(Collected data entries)
-- Opening Marker --

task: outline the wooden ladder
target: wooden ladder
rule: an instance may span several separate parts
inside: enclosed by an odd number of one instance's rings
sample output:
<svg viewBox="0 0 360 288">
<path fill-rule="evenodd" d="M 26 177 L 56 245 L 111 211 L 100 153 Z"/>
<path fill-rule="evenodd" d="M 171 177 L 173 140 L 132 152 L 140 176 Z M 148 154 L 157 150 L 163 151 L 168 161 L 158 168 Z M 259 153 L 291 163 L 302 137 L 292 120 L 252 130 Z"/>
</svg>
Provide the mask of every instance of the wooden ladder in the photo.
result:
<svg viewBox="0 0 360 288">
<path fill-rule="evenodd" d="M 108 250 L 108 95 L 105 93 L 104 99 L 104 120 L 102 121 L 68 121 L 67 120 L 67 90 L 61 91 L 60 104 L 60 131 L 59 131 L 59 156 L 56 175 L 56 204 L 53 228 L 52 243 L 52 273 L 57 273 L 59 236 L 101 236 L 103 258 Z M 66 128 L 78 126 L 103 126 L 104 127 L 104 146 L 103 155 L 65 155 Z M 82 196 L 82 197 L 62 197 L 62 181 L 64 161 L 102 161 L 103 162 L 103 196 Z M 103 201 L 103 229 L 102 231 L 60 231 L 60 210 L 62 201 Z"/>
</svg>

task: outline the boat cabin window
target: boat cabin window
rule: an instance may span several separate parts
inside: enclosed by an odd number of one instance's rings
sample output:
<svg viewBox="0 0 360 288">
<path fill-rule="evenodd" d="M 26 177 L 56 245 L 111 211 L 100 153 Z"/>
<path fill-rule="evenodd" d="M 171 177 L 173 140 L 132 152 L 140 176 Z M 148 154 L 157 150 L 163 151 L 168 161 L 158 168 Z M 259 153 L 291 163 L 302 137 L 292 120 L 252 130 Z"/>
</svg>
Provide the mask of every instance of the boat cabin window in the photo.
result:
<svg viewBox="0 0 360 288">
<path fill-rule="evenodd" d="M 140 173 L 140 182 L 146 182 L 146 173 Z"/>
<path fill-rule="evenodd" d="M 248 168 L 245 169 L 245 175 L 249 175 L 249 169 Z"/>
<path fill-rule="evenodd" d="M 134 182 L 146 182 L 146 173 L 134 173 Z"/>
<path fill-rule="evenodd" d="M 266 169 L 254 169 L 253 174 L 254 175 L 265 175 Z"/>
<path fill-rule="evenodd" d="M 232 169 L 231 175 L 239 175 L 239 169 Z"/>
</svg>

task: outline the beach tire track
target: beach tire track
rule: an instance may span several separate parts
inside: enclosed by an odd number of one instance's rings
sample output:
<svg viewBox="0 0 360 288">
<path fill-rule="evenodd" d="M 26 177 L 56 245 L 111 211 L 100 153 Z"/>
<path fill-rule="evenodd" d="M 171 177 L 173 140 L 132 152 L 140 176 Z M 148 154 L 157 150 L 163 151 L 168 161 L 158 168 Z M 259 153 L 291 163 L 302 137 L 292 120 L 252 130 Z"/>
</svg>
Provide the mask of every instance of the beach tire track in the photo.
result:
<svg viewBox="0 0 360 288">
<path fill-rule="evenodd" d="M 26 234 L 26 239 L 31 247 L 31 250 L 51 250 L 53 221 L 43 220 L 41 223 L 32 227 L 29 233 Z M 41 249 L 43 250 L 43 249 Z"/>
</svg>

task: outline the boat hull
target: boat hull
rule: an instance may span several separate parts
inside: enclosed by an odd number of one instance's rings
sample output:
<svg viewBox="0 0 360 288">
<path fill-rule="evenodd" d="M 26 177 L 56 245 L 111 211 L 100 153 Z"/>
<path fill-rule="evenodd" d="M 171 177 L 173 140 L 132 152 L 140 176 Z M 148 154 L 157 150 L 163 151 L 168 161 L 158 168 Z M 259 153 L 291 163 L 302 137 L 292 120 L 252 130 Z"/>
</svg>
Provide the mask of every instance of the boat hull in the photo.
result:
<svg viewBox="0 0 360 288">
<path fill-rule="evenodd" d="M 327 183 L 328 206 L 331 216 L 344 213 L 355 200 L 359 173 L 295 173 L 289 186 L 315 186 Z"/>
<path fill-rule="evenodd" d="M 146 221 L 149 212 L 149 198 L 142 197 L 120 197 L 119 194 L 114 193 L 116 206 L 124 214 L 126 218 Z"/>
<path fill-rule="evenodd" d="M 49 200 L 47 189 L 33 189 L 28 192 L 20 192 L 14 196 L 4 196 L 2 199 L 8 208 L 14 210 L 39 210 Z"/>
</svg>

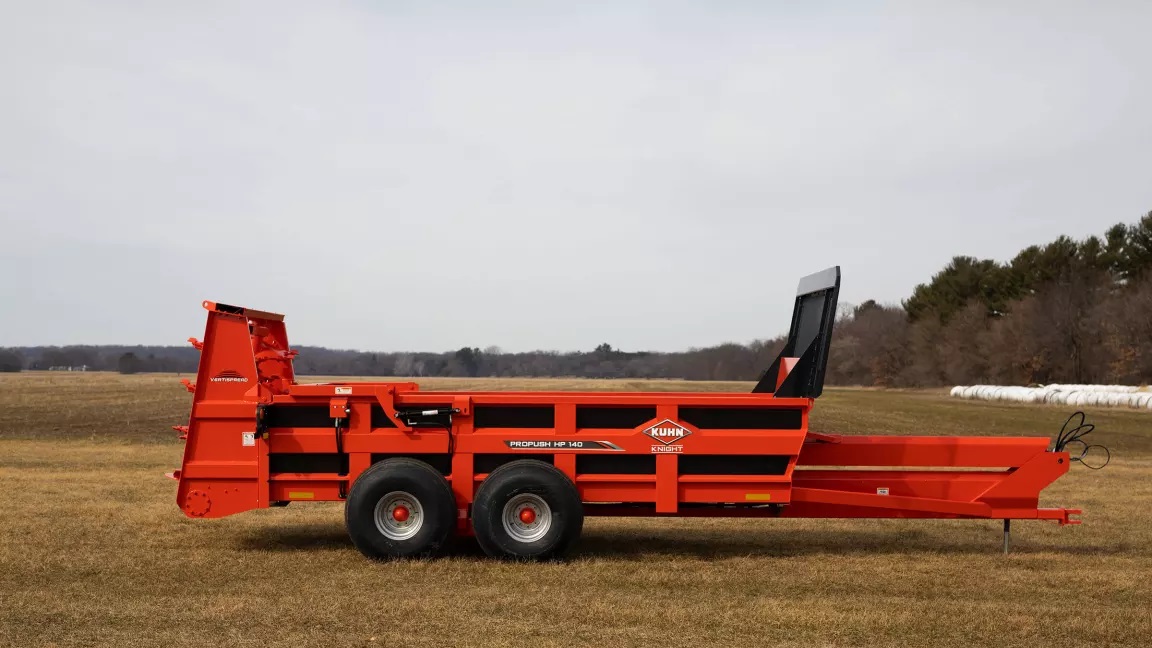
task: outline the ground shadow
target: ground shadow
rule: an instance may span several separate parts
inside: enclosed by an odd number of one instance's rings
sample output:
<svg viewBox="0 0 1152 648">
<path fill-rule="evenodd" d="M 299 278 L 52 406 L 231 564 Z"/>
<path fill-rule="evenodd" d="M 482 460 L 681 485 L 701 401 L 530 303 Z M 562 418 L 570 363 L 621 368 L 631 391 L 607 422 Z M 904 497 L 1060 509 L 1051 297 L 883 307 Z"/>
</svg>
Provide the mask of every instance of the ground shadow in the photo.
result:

-- Closing Marker --

● To do: Above are the entries; repeat their lines exactly, from the first through the one that contains "Provide the mask of every instance of the wooden".

● Answer space:
task: outline the wooden ladder
target: wooden ladder
rule: an instance may span several separate parts
inside: enclosed by an odd number of one instance's rings
sample output:
<svg viewBox="0 0 360 288">
<path fill-rule="evenodd" d="M 26 177 L 56 245 L 111 211 L 100 153 Z"/>
<path fill-rule="evenodd" d="M 171 177 L 173 140 L 132 152 L 140 176 Z M 148 154 L 157 150 L 163 151 L 168 161 L 158 168 Z M 259 153 L 291 163 L 302 137 L 292 120 L 252 130 Z"/>
</svg>
Provide the mask of every instance of the wooden ladder in the photo.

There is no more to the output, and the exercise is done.